PROBLEM DETAILS>
List each line of the data in which the string "below" appears.

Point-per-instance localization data

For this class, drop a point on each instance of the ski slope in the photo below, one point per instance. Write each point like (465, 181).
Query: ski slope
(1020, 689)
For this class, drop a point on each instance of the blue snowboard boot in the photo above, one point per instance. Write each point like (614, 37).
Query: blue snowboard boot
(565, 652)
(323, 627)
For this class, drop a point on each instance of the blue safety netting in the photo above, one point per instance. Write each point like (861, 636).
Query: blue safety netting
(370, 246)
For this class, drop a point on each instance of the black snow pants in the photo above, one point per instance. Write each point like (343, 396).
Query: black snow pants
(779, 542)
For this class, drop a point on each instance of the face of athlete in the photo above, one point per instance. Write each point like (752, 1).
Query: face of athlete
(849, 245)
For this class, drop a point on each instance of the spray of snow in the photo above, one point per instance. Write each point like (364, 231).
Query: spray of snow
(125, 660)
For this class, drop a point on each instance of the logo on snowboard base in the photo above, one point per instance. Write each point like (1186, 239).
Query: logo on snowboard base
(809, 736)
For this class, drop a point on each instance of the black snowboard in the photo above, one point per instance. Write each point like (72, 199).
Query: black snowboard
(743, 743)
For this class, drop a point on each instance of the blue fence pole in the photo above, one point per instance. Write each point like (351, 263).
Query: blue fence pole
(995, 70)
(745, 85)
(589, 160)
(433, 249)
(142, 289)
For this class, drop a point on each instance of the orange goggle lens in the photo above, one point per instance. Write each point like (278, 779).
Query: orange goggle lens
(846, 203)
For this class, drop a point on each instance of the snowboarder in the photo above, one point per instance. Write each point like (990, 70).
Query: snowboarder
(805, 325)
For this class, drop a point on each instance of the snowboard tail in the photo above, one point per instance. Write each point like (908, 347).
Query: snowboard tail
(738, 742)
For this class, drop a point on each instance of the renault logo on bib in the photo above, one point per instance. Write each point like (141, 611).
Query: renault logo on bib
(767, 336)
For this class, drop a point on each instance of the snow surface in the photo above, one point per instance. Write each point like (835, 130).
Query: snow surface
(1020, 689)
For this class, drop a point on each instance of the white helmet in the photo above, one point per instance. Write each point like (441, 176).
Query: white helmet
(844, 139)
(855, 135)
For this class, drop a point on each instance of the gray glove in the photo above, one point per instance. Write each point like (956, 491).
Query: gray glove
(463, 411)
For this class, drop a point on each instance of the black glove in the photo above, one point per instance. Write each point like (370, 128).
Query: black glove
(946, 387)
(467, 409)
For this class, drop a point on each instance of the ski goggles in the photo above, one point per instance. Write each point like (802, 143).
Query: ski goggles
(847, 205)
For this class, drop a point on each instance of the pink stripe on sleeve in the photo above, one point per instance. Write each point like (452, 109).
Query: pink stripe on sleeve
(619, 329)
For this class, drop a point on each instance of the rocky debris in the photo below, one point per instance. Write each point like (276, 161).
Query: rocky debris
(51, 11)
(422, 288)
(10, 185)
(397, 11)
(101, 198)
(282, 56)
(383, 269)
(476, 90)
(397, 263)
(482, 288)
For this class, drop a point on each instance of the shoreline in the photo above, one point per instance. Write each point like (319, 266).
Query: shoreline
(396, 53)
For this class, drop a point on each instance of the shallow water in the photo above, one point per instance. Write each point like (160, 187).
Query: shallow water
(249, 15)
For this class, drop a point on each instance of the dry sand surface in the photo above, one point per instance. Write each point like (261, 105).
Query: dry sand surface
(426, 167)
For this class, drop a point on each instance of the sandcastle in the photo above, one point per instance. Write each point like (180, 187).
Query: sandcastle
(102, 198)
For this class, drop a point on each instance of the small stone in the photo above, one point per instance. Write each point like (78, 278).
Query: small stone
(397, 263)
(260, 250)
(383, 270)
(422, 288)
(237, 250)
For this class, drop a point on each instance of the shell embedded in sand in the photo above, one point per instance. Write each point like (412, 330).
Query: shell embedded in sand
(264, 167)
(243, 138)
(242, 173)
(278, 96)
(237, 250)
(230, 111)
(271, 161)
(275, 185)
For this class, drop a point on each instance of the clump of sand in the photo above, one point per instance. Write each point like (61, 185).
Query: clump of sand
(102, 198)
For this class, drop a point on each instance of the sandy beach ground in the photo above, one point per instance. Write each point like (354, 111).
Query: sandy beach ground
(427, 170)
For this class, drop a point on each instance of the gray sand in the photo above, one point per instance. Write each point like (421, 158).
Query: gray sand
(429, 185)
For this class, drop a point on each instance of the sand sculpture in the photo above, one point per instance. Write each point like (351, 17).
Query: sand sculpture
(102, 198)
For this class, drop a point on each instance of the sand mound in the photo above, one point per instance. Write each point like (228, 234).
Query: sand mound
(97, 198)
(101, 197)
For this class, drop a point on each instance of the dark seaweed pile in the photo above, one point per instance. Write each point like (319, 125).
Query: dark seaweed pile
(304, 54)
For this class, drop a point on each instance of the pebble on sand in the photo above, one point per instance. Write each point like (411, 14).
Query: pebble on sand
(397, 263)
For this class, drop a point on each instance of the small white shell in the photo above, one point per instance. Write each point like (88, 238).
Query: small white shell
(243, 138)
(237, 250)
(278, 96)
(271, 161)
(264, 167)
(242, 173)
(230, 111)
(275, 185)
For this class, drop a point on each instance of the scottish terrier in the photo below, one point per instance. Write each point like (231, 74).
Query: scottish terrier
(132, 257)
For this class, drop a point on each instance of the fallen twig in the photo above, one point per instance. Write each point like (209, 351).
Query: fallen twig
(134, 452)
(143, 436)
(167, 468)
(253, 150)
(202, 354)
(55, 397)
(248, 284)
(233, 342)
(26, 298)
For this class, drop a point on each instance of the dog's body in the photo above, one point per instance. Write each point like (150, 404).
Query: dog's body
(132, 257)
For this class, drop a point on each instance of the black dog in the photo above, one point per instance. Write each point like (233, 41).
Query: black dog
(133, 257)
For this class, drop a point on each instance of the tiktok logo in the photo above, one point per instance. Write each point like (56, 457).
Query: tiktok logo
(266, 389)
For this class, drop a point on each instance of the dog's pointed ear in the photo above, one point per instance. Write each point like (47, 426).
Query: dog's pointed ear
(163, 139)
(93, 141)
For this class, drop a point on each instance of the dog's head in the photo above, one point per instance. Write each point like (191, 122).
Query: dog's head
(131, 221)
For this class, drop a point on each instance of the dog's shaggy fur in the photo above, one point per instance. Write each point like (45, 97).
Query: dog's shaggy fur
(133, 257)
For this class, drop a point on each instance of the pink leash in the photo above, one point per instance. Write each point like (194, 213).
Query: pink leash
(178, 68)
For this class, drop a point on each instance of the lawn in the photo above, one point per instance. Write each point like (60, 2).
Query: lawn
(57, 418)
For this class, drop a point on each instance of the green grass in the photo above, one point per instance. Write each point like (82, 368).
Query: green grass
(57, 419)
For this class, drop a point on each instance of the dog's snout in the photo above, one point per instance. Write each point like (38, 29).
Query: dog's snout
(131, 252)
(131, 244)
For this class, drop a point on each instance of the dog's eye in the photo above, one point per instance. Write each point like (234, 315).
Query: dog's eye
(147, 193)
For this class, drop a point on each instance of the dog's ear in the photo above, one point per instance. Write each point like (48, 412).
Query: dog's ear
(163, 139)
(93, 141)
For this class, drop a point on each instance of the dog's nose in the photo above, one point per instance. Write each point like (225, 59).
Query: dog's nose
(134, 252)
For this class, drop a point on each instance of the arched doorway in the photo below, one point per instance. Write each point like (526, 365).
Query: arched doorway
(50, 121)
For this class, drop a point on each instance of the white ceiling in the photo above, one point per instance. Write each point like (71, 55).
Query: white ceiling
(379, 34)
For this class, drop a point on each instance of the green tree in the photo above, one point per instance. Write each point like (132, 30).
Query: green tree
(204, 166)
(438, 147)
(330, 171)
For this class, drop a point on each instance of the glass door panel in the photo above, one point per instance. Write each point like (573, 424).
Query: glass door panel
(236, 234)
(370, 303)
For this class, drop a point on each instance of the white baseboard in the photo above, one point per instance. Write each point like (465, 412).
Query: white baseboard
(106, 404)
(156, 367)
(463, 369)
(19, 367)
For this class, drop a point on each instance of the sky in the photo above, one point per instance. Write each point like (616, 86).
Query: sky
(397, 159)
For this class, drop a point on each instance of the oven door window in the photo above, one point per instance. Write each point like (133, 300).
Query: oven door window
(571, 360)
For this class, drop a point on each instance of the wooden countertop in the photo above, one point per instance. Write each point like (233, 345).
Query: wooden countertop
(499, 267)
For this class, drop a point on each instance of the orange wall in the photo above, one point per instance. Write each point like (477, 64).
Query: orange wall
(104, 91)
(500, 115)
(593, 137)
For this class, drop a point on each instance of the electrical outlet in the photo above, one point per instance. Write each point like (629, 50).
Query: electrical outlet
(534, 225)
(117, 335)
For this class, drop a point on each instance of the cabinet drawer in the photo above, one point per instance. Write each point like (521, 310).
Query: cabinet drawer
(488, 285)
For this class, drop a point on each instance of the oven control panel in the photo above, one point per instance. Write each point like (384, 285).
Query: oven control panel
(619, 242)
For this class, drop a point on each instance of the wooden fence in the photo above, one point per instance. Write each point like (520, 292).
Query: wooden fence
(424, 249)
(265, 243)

OUTPUT OF THE EXERCISE>
For this class, drop a point on each instance of the ski slope in the photo below, one point per instance. Write each point like (465, 181).
For this class, drop a point on each instance of the rocky debris in the photo below, one point per instance. Write each point like (276, 161).
For this class, drop a point on each instance of the scottish terrier in the photo below, one point per instance. Write each point like (231, 74).
For this class, drop a point on each instance of the arched doorway in the photo below, one point per instance. Write each point like (526, 365).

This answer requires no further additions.